Rewrite the material below with "instance" switched to "occurrence" wherever it appears, keeping everything else the same. Leave the pictures out.

## BEGIN DATASET EXCERPTS

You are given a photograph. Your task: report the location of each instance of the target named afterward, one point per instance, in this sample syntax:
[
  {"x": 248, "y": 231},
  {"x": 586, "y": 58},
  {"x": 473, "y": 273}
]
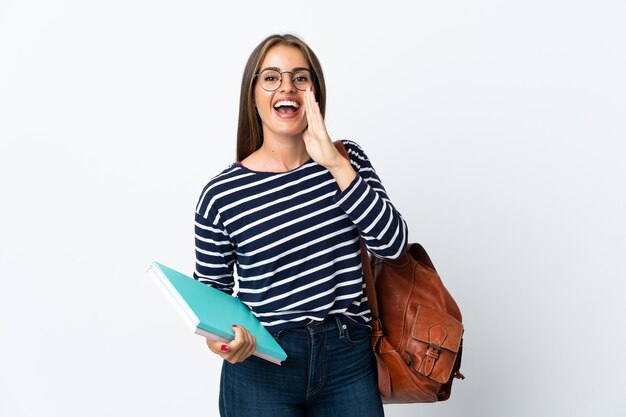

## END DATASET EXCERPTS

» WRITTEN SOLUTION
You are given a photograph. Your task: report the location of each occurrence of the target named afterward, one point per occurrence, in this sample syntax:
[
  {"x": 248, "y": 231},
  {"x": 586, "y": 58},
  {"x": 473, "y": 273}
]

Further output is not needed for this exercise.